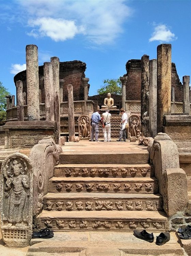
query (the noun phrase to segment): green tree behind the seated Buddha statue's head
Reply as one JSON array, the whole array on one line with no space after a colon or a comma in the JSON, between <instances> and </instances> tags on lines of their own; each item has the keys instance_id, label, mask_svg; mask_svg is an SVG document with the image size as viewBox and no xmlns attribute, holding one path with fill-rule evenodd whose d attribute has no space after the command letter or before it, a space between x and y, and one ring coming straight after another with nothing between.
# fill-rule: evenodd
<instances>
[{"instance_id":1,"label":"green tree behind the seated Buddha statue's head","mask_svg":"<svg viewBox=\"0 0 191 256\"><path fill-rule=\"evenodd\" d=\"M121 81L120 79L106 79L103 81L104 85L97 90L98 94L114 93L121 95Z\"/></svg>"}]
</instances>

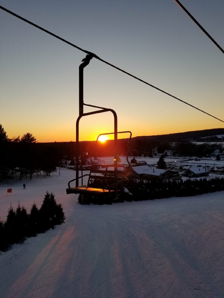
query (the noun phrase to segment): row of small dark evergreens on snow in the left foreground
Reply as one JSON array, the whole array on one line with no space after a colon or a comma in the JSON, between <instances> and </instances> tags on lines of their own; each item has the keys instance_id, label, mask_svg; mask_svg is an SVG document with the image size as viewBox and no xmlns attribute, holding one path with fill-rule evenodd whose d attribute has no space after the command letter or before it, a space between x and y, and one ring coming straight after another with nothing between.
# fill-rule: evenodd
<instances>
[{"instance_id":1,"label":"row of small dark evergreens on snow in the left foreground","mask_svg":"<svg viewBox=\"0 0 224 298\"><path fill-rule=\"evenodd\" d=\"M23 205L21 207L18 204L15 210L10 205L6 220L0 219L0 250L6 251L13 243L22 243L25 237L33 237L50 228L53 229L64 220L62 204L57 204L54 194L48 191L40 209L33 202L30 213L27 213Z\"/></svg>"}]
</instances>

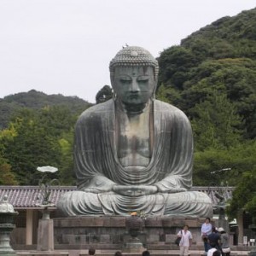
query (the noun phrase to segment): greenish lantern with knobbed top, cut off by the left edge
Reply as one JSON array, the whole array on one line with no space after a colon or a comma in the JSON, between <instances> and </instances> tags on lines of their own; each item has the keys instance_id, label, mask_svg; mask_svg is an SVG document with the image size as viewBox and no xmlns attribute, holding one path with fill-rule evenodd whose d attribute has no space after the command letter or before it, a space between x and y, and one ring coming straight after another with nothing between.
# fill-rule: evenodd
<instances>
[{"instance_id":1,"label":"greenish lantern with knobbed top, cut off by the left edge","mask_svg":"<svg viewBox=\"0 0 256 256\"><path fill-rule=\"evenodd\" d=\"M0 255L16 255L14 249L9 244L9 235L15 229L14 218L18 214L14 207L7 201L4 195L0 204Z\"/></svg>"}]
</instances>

> _What needs to be done_:
The response must consist of the entries above exactly as they stand, minus any pictures.

> _Problem solution_:
query (the noun phrase to segment): green tree behind the seated Buddha statue's head
Reply as one JSON array, the whole array on one line with no space after a colon or a comma in the JSON, between <instances> and </instances> tags on lines of their own; each item has the keys instance_id, label, mask_svg; mask_svg is an SVG document with the image size as viewBox and no xmlns attribute, holding one path with fill-rule evenodd whose d attribute has no space after the command letter or before it, a space between x and y, and one ring coming straight after another with nothing between.
# fill-rule: evenodd
<instances>
[{"instance_id":1,"label":"green tree behind the seated Buddha statue's head","mask_svg":"<svg viewBox=\"0 0 191 256\"><path fill-rule=\"evenodd\" d=\"M121 81L120 79L106 79L103 81L104 85L97 90L98 94L114 93L121 95Z\"/></svg>"}]
</instances>

query (the noun phrase to segment): row of small dark evergreens on snow in the left foreground
Reply as one JSON array, the whole array on one line with no space after a colon or a comma in the JSON, between <instances> and </instances> tags on lines of their own; each item has the keys instance_id, label, mask_svg; mask_svg is an SVG document with the image size as viewBox and no xmlns attribute, holding one path with fill-rule evenodd whose d attribute has no space after the command letter or before it, a space between x and y, and one ring coming straight after another with nothing between.
# fill-rule: evenodd
<instances>
[{"instance_id":1,"label":"row of small dark evergreens on snow in the left foreground","mask_svg":"<svg viewBox=\"0 0 224 298\"><path fill-rule=\"evenodd\" d=\"M23 205L21 207L18 204L15 210L10 205L6 220L0 219L0 250L6 251L13 243L22 243L25 237L33 237L50 228L53 229L64 220L62 204L57 204L54 194L48 191L40 209L33 202L30 213L27 213Z\"/></svg>"}]
</instances>

query (the noun phrase to segment): greenish lantern with knobbed top, cut off by the left edge
Reply as one JSON array, the whole array on one line with no space after a colon or a comma in the JSON, between <instances> and </instances> tags on lines of their own; each item has the keys instance_id, label, mask_svg; mask_svg is an SVG document with the image size as viewBox and no xmlns attribute, holding one path with fill-rule evenodd whose d attribute has no space after the command letter or before it, a space between x and y, and one ring coming straight after another with nothing between.
# fill-rule: evenodd
<instances>
[{"instance_id":1,"label":"greenish lantern with knobbed top, cut off by the left edge","mask_svg":"<svg viewBox=\"0 0 256 256\"><path fill-rule=\"evenodd\" d=\"M0 255L16 255L14 249L9 244L9 235L15 229L14 218L18 214L14 207L7 201L4 195L0 204Z\"/></svg>"}]
</instances>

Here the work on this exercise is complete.